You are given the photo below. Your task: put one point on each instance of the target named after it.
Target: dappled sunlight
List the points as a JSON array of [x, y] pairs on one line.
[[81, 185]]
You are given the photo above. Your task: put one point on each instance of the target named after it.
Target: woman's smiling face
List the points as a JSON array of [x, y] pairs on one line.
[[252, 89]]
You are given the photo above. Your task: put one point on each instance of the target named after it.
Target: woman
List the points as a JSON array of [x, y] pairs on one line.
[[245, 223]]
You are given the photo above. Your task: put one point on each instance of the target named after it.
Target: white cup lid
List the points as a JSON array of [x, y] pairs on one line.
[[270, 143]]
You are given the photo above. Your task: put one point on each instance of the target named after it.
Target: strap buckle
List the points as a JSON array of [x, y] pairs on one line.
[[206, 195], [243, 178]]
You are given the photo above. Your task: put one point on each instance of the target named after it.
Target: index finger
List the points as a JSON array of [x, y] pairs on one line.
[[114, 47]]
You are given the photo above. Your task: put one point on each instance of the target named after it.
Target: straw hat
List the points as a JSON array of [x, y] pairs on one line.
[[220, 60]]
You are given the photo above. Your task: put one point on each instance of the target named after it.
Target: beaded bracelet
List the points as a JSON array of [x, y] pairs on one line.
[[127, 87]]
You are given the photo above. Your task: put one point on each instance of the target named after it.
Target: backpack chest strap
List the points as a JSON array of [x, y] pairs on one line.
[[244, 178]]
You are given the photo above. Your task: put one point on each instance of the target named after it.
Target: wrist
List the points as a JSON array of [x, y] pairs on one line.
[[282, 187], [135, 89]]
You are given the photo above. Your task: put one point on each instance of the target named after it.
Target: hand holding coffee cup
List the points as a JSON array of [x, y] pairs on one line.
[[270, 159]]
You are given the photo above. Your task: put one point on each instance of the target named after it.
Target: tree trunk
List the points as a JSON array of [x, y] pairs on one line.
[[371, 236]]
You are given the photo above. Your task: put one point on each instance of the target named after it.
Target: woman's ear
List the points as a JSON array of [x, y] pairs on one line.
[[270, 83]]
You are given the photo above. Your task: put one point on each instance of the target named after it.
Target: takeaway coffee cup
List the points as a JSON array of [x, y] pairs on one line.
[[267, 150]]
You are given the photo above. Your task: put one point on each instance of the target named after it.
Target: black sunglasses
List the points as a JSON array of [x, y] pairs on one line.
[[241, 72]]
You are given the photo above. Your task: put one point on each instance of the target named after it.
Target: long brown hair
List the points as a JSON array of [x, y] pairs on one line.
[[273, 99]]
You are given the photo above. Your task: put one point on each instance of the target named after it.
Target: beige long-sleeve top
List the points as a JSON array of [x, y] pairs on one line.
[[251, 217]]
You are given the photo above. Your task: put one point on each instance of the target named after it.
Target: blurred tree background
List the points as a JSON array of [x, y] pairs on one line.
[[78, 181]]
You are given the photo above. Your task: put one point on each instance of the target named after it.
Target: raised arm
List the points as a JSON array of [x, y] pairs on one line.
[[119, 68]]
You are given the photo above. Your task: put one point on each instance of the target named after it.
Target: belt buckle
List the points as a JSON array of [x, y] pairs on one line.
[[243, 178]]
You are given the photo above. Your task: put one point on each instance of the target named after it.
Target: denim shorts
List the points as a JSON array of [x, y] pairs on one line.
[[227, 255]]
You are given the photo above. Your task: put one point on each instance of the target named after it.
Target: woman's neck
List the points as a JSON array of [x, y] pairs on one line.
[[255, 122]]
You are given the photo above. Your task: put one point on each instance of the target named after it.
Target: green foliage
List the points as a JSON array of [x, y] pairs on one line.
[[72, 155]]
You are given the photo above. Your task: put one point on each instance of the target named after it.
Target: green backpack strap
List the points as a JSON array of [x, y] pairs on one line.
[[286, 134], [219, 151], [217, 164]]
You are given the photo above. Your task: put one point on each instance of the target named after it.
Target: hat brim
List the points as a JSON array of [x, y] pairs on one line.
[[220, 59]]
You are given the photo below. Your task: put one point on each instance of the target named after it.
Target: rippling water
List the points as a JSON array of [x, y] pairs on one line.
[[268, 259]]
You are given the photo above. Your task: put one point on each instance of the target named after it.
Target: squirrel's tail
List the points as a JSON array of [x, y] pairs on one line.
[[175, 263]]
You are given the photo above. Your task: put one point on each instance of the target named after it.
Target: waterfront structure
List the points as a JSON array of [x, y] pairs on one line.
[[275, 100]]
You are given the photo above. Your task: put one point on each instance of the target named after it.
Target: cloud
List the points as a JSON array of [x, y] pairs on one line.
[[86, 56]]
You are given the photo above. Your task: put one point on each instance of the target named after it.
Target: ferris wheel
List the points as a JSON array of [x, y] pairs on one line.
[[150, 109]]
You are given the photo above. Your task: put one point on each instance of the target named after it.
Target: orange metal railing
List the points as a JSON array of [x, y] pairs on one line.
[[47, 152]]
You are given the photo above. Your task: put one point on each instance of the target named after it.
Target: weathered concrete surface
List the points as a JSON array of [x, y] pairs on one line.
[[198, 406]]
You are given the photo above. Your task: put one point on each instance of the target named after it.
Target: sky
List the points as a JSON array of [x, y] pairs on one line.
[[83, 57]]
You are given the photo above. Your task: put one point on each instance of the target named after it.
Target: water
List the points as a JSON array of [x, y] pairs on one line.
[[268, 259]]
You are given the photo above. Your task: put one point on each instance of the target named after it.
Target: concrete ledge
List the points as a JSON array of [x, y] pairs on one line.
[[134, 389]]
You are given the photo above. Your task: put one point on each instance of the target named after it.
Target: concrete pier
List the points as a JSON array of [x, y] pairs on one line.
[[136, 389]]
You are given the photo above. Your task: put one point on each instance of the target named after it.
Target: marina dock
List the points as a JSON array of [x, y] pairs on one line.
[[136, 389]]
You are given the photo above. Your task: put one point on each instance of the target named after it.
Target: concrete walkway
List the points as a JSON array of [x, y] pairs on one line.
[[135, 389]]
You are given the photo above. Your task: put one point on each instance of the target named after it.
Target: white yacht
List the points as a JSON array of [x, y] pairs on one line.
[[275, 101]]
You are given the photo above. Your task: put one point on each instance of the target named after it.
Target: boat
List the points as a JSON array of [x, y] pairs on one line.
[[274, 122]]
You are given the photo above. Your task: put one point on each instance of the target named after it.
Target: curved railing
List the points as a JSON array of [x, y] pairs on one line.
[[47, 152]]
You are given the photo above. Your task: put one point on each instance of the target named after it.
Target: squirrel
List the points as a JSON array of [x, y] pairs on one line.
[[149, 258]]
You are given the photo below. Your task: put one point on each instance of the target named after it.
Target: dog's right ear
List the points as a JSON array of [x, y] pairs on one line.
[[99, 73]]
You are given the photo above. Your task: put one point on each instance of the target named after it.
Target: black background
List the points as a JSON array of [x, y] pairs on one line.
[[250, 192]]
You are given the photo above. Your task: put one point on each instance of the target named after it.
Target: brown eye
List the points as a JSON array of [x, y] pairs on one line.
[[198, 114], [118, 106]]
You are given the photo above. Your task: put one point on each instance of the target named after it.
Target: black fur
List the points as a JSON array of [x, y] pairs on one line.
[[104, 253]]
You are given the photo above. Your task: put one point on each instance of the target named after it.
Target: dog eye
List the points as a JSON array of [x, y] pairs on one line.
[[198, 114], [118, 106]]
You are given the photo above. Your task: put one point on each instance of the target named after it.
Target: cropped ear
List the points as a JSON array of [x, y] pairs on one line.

Problem to work on: The expected response is the full set of records, reproduced exactly.

Answer section:
You are given the photo below. Your task: put one point on each instance of the target named after it.
Target: dappled sunlight
List the points as a JSON array of [x, y] pairs on one line.
[[81, 185]]
You are given the photo above. Your task: put one point on each instance of the target named after it.
Target: woman's smiling face
List the points as a JSON array of [x, y] pairs on one line.
[[252, 89]]
You are given the photo above. Your task: put one point on each instance of the target named after it.
Target: woman
List the points as a JSON array of [x, y] pairs on one line.
[[245, 223]]
You are given the photo above. Your task: put one point on each instance of the target named after it.
Target: white cup lid
List the points as a JSON array of [x, y] pairs on one line.
[[270, 143]]
You are given the photo above. Your task: put one point on each instance of the target named after it.
Target: strap buckle
List the points as a JSON array of [x, y] pairs on one line.
[[206, 195], [243, 178]]
You are given the photo above. Your task: put one point on each instance of the target named after it.
Target: index finger
List the points as a JSON array of [x, y] pairs on one line.
[[114, 47]]
You are given the photo above. Your task: put one point on each instance of the target named after it.
Target: straw hat
List the points as a JSON array of [x, y] pairs on one line.
[[220, 60]]
You are given the photo above. Your task: put one point on each instance of the target named after it.
Target: beaded bracelet
List the points as a JSON array of [x, y] pairs on one line.
[[127, 87]]
You are given the photo above. Your task: put one point on each instance of the target named after it.
Target: backpack chest strap
List the points as a JSON array of [x, y] pairs on one line.
[[244, 178]]
You are given the photo above. Your task: put one point on each instance of the target named after it.
Target: wrist
List the points as a JSON array of [x, y] pairs on one line.
[[282, 187], [135, 89]]
You are given the photo above. Your task: put one point on each instance of the target named after it.
Target: hand holding coffee cup
List the points as a JSON array of [x, y] pairs on one line.
[[270, 159]]
You are given the photo above. Your task: put one point on each instance of the target named after it.
Target: tree trunk
List the points as a JSON array of [x, y] pairs on one line.
[[371, 236]]
You are given the photo above. Your task: put one point on each instance of the target named after it.
Target: woman's ear
List the points as a JSON array of [x, y] pairs on one line.
[[270, 83]]
You are given the photo above. Your task: put one point on each instance of the target named after it.
Target: takeaway coffee cup
List the points as a JSON array of [x, y] pairs on one line.
[[267, 150]]
You are given the photo above. Your task: put one point on each instance of the target named after it.
Target: black sunglasses
List the points as a JSON array of [x, y] pairs on one line.
[[241, 72]]
You are given the photo above. Your task: put one point on each instance of the target named after it.
Target: long brown hair
List the points as a JSON array of [x, y] pairs on one line.
[[273, 99]]
You are given the photo above. Your task: put one point on each instance of the target named after it.
Target: beige long-sleeve top
List the points as a JSON array of [x, y] pairs on one line.
[[251, 217]]
You are given the photo above. Your task: put one point on each instance of the target named after it.
Target: blurred tree background
List the points as a JSON array of [x, y] pairs on one line.
[[78, 181]]
You are given the photo above. Your task: put one point on each instance of the target named after it.
Target: raised arm
List the points as a JSON array of [x, y] pairs on one line.
[[119, 68]]
You are given the photo above. Your task: put one point on each instance of the target named after it.
Target: belt buckle
List the points as a JSON array of [x, y] pairs on one line.
[[243, 178]]
You are given the photo above. Your task: put one point on each instance of the target named after it.
Target: denim shorts
List the points as a JSON array of [x, y] pairs on one line.
[[227, 255]]
You are given the photo above. Your task: put one point on each instance of the target named after it.
Target: woman's neck
List the points as a JSON array of [x, y] pairs on one line.
[[255, 122]]
You are given the photo above. Your task: put one point on each instance of the target named after it.
Target: green foliage
List the points as a JSON array of [x, y] pairs on one line.
[[72, 155]]
You are given the photo above. Your task: put one point on each instance of the target named after it.
Target: green backpack strap
List the points as a JSON array of [x, y] pairs on one line.
[[286, 134], [219, 151], [217, 164]]
You are given the photo above. Your task: put one point on each instance of the target named after it.
Target: hat brim
List the points as a JSON array of [x, y] pairs on one line.
[[220, 59]]
You are given the photo below. Your task: put one point on each instance of the target named after it.
Target: rippling water
List the points as a JSON array of [x, y] pairs on one line.
[[268, 259]]
You are given the photo above. Your task: put one point on each instance of the target named after it.
Target: squirrel's tail
List the points as a JSON array of [x, y] pairs on one line.
[[175, 263]]
You are given the photo above. Your task: put one point on each instance of the target named after it.
Target: waterfront structure
List the points as a JSON array of [x, y] pairs on one line.
[[275, 100]]
You are given the photo above. Your task: put one point on each instance of the target named after it.
Target: cloud
List the points as a JSON array of [x, y] pairs on one line.
[[86, 56]]
You are given the photo above. Your task: put one point on each instance of the target named after it.
Target: ferris wheel
List the points as a JSON array of [x, y] pairs on one line.
[[150, 109]]
You are given the photo above. Your task: put one point on each instance of the target named after it.
Target: orange metal railing
List the points as a JSON array of [x, y] pairs on one line.
[[47, 152]]
You are given the photo above. Your task: put one point on each instance of the target named after it.
Target: weathered concrete surface
List the points as a JSON array of [x, y] pairs on one line.
[[198, 406]]
You are given the photo above. Your task: put one point on each instance of the target named after it.
Target: sky
List the points as a JSON array of [x, y] pairs on one line.
[[83, 57]]
You are given the photo above. Your task: put one point on each instance of the target named after it.
Target: water
List the points as a JSON array of [x, y] pairs on one line.
[[268, 259]]
You are given the photo above. Your task: put one point on each instance of the target named after it.
Target: concrete ledge
List the points as a JSON array of [x, y] pairs on one line.
[[134, 389]]
You are given the photo above. Your task: put one point on each instance of the target named after it.
Target: concrete pier
List the points as a JSON array of [x, y] pairs on one line.
[[136, 389]]
You are given the photo above. Your task: put one point on each instance of the target named after it.
Target: marina dock
List the points as a JSON array of [x, y] pairs on one line.
[[136, 389]]
You are given the photo above. Your task: put one point on each instance of the target named after it.
Target: concrete walkway
List the points as a JSON array of [x, y] pairs on one line.
[[135, 389]]
You are given the photo above. Your task: put one point on each instance of the target named after it.
Target: white yacht
List the points as a JSON array of [x, y] pairs on one line.
[[275, 101]]
You are given the photo above. Your task: put one point on each instance of the target named after it.
Target: boat
List the points as a JSON array of [x, y] pairs on one line.
[[274, 122]]
You are given the photo above. Your task: put one point on each instance of the target named after it.
Target: curved railing
List the points as a JSON array of [x, y] pairs on one line.
[[47, 152]]
You are given the photo above. Your task: put one point on each instance of the target named after it.
Target: squirrel
List the points as a JSON array of [x, y] pairs on one line.
[[149, 258]]
You are given the photo below. Your task: put one point on each instance of the target named after it.
Target: dog's right ear
List the points as a JSON array of [x, y] pairs on one line.
[[99, 73]]
You are given the photo above. Your task: put one point on each instance of the target named after it.
Target: black background
List the points as a JSON array of [x, y] pairs on one line.
[[250, 192]]
You are given the photo above. Your task: put one point on each instance of the target named after it.
Target: brown eye
List the points as a JSON array of [x, y] pairs on one line.
[[198, 114], [118, 106]]
You are given the photo above. Your task: put one point on each instance of the target named after it.
Target: black fur
List the points as a JSON array of [x, y] pairs on one line.
[[104, 253]]
You are given the photo above. Your task: put one point on each instance of the target named after it.
Target: dog eye
List the points as a JSON array of [x, y] pairs on one line.
[[198, 114], [118, 106]]
You are given the photo above. Your task: put one point on each instance of the target named after it.
Target: cropped ear
List the points as a JSON array of [x, y] pairs on one line.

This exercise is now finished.